## CONSIGNE
Reproduisez mot pour mot le passage de l'article sur les Rohingyas qui commence à "Des blogueurs et" et se termine à "de la frappe.".

## EXTRAIT

━━━

En Birmanie, des Rohingyas massacrés dans une frappe à 1 km de la frontière avec le Bangladesh
Bordée par le fleuve Naf, qui marque la frontière avec le Bangladesh, la ville de Maungdaw est l'un des derniers bastions de la junte birmane dans l’État de Rakhine, presque totalement conquis par les rebelles. Autour de Maungdaw, les forces de l’Armée d'Arakan – un groupe rebelle issue de l’ethnie bouddhiste des Arakan – encerclent la ville depuis avril. Pour la défendre, des soldats de l’armée birmane, mais aussi des milices Rohingyas (RSO, ARSA), occupent le terrain.

Des blogueurs et activistes rohingyas dénoncent un massacre qui aurait été commis le 5 août par l’Armée d'Arakan. Selon eux, ces rebelles birmans auraient bombardé par drone des civils rohingyas qui tentaient de franchir le fleuve pour atteindre le Bangladesh. Pour ces blogueurs pro-Rohingyas, des centaines de civils auraient été tués. La rédaction des Observateurs a pu analyser des vidéos qui confirment la mort de dizaines de membres de cette minorité religieuse dans une frappe ce jour-là, mais pas l’origine de la frappe.

━━━

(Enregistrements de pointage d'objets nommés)
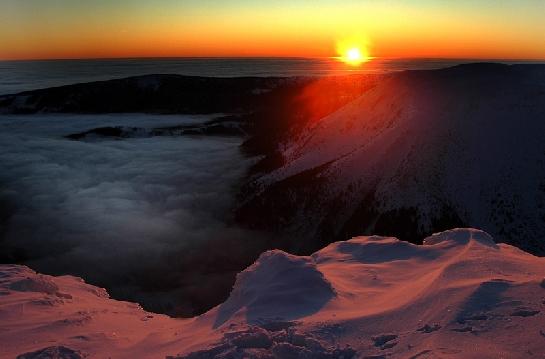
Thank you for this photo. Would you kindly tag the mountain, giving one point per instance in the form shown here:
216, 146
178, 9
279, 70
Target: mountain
420, 152
458, 295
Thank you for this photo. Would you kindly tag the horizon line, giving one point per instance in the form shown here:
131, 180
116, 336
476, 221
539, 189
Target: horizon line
269, 57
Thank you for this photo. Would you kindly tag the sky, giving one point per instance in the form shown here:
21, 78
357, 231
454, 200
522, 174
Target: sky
491, 29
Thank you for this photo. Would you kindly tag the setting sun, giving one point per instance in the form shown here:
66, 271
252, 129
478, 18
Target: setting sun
352, 52
354, 57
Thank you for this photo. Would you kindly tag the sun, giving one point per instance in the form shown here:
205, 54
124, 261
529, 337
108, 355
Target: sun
352, 52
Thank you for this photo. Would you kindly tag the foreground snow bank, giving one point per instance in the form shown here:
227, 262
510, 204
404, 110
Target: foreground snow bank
458, 295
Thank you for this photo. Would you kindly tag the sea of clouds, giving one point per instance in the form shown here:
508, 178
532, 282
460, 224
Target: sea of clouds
148, 218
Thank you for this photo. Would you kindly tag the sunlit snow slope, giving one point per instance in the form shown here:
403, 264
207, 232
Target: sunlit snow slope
422, 151
459, 295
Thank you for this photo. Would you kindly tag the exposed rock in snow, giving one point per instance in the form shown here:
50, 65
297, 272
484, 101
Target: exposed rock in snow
459, 295
422, 151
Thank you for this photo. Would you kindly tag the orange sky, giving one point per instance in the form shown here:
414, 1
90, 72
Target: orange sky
503, 29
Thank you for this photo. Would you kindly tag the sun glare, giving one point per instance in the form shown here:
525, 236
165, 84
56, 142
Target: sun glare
352, 53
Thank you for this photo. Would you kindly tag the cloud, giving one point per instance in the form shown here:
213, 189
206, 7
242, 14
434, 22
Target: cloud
147, 218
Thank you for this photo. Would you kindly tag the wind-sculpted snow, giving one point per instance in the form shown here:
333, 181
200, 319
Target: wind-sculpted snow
422, 151
459, 295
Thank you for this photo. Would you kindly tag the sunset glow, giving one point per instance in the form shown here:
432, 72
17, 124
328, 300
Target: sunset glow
418, 29
353, 55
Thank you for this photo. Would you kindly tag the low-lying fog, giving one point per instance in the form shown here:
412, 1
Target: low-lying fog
145, 217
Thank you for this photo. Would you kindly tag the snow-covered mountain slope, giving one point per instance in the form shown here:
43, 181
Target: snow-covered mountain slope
459, 295
422, 151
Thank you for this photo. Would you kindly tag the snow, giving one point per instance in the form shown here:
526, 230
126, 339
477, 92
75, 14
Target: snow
467, 139
458, 295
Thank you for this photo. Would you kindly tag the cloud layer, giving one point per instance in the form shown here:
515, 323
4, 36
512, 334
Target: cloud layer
147, 217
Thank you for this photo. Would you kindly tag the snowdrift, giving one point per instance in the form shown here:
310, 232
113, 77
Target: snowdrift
458, 295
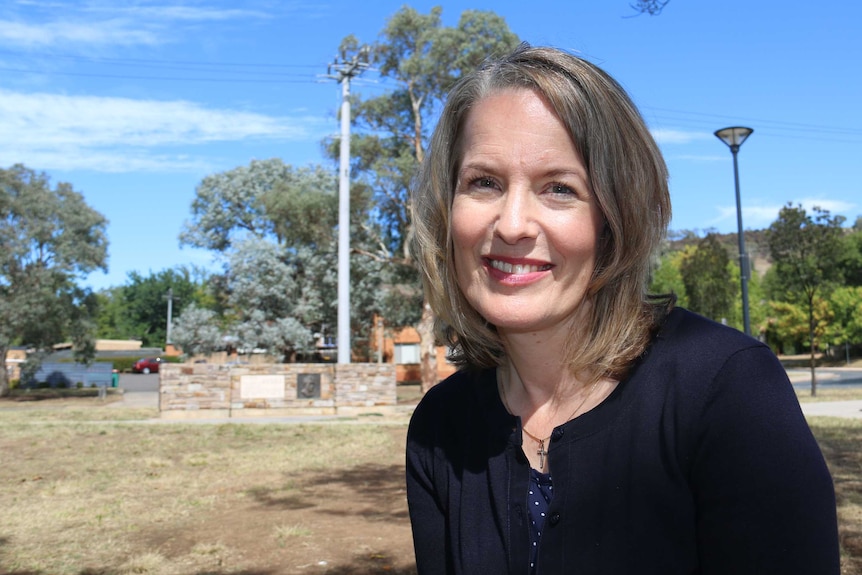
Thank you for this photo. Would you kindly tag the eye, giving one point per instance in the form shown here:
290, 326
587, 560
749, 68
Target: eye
561, 189
483, 182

━━━

## SOLUTION
Des blogueurs et activistes rohingyas dénoncent un massacre qui aurait été commis le 5 août par l’Armée d'Arakan. Selon eux, ces rebelles birmans auraient bombardé par drone des civils rohingyas qui tentaient de franchir le fleuve pour atteindre le Bangladesh. Pour ces blogueurs pro-Rohingyas, des centaines de civils auraient été tués. La rédaction des Observateurs a pu analyser des vidéos qui confirment la mort de dizaines de membres de cette minorité religieuse dans une frappe ce jour-là, mais pas l’origine de la frappe.